-- MATERIALS PROVIDED --

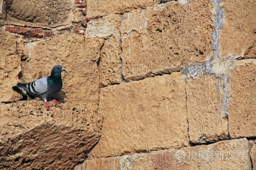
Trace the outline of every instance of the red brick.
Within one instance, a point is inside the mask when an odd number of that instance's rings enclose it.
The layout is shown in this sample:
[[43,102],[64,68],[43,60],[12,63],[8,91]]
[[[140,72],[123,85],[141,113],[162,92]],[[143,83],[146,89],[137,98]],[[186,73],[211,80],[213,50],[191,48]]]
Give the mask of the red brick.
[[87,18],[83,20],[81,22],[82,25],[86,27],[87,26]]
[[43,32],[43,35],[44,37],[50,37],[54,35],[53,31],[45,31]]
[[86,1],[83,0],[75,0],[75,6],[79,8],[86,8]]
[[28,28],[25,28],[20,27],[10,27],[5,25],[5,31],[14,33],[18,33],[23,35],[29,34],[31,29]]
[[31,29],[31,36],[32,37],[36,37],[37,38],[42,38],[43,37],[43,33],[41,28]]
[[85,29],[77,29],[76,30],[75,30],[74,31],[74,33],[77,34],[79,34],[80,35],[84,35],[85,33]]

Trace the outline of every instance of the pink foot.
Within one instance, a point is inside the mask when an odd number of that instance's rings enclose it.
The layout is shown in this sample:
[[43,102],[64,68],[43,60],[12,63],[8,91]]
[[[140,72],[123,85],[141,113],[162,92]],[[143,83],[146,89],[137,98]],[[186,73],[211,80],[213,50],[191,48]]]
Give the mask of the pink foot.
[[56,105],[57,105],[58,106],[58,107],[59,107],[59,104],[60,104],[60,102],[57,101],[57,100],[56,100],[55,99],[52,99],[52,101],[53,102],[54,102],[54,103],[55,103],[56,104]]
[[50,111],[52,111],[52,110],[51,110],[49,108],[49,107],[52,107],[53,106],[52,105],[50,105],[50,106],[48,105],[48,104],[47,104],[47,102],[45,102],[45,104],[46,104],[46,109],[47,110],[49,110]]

---

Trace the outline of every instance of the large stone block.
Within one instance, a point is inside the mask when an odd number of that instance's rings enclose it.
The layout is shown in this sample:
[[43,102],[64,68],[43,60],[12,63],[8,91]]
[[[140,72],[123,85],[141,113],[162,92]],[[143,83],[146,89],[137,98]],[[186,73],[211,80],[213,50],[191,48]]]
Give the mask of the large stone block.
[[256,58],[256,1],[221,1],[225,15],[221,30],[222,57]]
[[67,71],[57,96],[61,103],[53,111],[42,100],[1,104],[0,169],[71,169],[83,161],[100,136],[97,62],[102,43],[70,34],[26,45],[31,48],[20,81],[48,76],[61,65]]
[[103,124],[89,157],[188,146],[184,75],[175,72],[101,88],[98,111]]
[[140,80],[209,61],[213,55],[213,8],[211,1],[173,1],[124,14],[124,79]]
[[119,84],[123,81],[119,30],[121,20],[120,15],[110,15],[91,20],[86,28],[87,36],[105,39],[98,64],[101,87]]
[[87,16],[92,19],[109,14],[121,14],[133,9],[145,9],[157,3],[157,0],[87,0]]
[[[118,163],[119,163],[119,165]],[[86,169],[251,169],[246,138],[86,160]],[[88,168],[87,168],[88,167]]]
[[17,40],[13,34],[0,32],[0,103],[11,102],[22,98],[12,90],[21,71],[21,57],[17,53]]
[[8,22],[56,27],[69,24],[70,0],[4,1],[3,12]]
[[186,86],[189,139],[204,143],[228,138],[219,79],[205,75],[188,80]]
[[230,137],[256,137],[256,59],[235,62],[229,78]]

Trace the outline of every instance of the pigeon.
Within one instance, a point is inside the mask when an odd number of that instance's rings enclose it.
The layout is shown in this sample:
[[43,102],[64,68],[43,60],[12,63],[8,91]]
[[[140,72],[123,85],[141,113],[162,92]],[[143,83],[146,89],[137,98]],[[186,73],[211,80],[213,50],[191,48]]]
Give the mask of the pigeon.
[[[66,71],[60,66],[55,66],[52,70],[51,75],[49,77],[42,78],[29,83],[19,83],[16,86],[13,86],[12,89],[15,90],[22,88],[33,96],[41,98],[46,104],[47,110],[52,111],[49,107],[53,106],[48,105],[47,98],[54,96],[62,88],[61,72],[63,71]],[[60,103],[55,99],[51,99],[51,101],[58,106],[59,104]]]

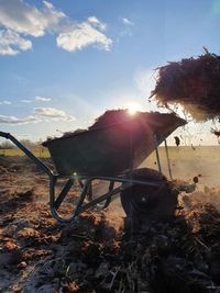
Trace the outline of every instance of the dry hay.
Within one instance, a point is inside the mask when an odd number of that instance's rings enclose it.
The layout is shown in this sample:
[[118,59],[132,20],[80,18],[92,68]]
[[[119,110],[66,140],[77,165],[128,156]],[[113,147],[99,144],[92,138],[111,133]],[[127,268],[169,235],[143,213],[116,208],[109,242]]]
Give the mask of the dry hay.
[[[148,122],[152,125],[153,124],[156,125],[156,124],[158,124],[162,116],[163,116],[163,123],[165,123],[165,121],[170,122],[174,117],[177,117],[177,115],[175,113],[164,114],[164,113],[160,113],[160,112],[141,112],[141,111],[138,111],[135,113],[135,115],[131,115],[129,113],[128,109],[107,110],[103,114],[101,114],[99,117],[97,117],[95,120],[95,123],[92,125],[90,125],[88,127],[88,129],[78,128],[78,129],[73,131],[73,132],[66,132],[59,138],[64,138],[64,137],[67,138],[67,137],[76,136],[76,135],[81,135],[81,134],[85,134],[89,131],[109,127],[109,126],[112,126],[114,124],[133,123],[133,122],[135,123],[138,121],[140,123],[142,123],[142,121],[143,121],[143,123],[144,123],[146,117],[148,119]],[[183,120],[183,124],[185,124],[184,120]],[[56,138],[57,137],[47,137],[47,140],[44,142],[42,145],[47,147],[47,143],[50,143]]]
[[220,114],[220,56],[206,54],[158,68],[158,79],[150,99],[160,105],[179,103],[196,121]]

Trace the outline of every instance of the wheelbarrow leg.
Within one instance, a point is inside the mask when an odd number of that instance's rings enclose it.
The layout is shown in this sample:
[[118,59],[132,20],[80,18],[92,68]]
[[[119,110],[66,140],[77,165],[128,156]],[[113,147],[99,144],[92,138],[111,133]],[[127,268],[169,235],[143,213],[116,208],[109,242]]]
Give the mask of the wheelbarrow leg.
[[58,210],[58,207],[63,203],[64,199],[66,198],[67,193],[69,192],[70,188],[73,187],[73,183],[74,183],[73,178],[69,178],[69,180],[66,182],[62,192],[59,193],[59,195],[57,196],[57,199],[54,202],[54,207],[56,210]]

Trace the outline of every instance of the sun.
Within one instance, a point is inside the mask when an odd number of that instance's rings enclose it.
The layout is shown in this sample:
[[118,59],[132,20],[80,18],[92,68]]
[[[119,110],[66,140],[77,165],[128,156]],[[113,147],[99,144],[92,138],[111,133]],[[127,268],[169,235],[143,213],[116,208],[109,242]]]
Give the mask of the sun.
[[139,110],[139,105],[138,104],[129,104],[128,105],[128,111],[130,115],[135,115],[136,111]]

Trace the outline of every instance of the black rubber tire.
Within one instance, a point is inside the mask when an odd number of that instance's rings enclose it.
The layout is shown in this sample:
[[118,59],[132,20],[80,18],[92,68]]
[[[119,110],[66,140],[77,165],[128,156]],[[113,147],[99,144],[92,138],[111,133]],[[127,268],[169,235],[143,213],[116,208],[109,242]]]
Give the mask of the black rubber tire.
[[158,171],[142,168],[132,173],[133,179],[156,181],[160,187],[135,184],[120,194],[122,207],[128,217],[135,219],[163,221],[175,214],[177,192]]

-- INSTRUCTIONS FOR THE TASK --
Please list every line of the material above that contains the word "block", copying each such line in full.

-- RESPONSE BELOW --
Trace the outline of every instance of the large stone block.
Give the mask of the large stone block.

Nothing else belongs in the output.